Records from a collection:
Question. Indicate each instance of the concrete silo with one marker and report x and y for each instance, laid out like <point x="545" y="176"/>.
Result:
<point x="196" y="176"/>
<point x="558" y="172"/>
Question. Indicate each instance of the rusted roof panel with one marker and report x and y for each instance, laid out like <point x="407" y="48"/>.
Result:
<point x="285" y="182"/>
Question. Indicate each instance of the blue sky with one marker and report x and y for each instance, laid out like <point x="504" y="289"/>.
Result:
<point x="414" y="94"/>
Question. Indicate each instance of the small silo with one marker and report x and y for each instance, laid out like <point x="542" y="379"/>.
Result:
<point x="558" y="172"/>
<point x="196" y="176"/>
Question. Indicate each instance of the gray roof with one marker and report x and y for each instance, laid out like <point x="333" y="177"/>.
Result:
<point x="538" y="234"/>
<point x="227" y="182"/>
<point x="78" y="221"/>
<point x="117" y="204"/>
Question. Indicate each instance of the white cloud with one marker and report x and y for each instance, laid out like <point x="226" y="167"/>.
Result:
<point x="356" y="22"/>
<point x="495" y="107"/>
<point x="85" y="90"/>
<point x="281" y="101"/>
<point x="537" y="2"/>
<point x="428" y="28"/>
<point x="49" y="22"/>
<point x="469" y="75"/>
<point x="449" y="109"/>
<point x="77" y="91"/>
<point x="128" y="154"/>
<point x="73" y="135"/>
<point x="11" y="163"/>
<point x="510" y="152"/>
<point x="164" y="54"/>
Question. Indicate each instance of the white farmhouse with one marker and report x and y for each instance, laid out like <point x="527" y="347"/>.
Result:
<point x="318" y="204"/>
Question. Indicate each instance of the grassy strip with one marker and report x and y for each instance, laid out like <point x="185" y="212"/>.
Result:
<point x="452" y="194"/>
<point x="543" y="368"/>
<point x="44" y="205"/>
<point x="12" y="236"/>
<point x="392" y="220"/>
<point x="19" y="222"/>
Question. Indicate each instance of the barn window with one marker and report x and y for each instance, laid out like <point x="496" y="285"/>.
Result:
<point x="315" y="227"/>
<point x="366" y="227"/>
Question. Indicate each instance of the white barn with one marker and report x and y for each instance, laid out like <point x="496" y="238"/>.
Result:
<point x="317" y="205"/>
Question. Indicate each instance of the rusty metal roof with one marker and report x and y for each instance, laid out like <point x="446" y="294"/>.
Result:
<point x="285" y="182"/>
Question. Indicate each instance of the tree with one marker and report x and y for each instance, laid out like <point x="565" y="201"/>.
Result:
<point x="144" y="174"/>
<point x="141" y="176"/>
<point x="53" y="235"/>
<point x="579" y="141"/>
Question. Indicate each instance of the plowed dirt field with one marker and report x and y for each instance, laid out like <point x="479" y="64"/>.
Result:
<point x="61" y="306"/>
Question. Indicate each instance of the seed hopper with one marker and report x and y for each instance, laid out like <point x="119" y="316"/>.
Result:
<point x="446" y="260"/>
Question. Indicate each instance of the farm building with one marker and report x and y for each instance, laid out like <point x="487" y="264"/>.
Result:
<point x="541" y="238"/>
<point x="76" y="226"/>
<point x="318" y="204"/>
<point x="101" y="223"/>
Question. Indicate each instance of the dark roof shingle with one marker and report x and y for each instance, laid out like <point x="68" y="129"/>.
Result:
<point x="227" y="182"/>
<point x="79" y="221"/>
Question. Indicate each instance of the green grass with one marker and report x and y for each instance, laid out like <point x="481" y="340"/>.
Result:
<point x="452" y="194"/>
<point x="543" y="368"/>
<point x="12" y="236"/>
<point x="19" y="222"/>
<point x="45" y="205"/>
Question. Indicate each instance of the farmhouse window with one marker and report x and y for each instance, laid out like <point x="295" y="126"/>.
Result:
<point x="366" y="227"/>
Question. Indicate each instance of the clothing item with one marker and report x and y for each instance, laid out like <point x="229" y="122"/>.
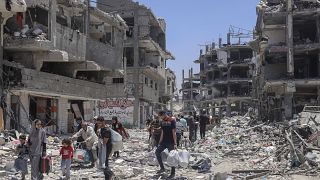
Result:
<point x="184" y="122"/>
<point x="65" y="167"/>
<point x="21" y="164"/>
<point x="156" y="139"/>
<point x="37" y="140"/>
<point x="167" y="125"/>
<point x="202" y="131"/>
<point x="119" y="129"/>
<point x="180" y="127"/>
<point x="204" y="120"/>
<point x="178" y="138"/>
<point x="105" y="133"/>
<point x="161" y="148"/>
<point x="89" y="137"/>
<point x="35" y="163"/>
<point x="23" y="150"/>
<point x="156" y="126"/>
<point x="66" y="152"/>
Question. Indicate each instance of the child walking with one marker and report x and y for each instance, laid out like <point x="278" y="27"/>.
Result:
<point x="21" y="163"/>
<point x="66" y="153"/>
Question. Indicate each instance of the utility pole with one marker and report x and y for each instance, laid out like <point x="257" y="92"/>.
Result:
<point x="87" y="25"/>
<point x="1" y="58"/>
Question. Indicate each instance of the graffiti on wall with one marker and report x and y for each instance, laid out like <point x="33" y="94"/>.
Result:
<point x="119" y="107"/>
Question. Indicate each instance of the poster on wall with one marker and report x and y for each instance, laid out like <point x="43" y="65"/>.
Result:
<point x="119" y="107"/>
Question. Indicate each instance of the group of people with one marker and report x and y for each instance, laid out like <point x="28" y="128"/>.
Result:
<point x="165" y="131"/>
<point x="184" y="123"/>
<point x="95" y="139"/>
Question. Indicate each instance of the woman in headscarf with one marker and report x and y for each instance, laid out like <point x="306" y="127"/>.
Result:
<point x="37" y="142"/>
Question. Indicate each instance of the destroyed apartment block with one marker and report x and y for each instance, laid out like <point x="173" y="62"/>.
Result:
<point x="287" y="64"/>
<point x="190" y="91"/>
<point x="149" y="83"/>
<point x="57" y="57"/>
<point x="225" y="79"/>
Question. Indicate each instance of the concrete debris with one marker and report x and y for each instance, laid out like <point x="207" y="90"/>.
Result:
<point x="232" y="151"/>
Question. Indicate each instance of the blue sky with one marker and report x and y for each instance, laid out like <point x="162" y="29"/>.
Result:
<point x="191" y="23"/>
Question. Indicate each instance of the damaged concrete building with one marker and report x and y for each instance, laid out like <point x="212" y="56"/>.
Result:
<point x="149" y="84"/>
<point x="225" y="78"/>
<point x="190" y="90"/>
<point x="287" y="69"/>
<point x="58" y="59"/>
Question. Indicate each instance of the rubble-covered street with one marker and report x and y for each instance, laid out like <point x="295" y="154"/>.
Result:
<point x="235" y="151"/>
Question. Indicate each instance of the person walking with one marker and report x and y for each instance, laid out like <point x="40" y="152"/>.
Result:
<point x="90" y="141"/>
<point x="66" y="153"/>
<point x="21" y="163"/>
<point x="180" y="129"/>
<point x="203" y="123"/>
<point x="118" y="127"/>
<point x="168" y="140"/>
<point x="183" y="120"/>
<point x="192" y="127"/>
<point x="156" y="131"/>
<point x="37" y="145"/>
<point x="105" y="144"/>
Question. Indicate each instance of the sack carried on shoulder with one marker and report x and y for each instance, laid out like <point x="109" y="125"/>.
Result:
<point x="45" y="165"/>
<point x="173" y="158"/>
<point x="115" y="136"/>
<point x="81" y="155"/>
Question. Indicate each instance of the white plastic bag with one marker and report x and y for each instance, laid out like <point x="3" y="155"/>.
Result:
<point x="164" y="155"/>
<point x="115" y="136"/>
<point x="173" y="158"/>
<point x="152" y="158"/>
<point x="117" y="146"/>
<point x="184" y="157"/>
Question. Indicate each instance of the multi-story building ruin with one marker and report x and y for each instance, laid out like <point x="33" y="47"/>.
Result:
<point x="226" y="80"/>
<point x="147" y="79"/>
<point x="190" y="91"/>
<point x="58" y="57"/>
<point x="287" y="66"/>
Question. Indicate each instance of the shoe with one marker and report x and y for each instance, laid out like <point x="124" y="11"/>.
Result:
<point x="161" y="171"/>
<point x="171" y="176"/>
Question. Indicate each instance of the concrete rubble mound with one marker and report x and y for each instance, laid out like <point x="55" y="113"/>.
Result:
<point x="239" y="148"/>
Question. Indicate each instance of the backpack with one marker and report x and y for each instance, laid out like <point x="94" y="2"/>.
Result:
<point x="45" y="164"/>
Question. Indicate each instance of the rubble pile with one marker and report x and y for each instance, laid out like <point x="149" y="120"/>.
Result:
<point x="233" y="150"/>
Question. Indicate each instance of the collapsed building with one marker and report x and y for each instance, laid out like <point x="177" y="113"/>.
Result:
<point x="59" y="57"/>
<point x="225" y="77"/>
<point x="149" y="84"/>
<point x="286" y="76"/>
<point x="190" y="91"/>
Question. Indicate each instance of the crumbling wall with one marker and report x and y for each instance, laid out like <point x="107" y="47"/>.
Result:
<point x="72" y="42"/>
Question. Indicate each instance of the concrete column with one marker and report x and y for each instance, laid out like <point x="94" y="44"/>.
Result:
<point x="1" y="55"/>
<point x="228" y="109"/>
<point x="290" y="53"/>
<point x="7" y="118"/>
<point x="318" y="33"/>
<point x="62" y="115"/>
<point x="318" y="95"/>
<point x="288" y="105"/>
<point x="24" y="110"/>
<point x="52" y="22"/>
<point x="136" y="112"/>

◆ **TASK STATEMENT**
Check the records above and copy each line that has the string "blue".

◆ **RESULT BELOW**
Question. Indicate each instance of the blue sky with one marker and report x and y for each instance, laid out like <point x="504" y="289"/>.
Question. Indicate each instance of the blue sky with one marker and report x and y for each instance, laid out like <point x="162" y="29"/>.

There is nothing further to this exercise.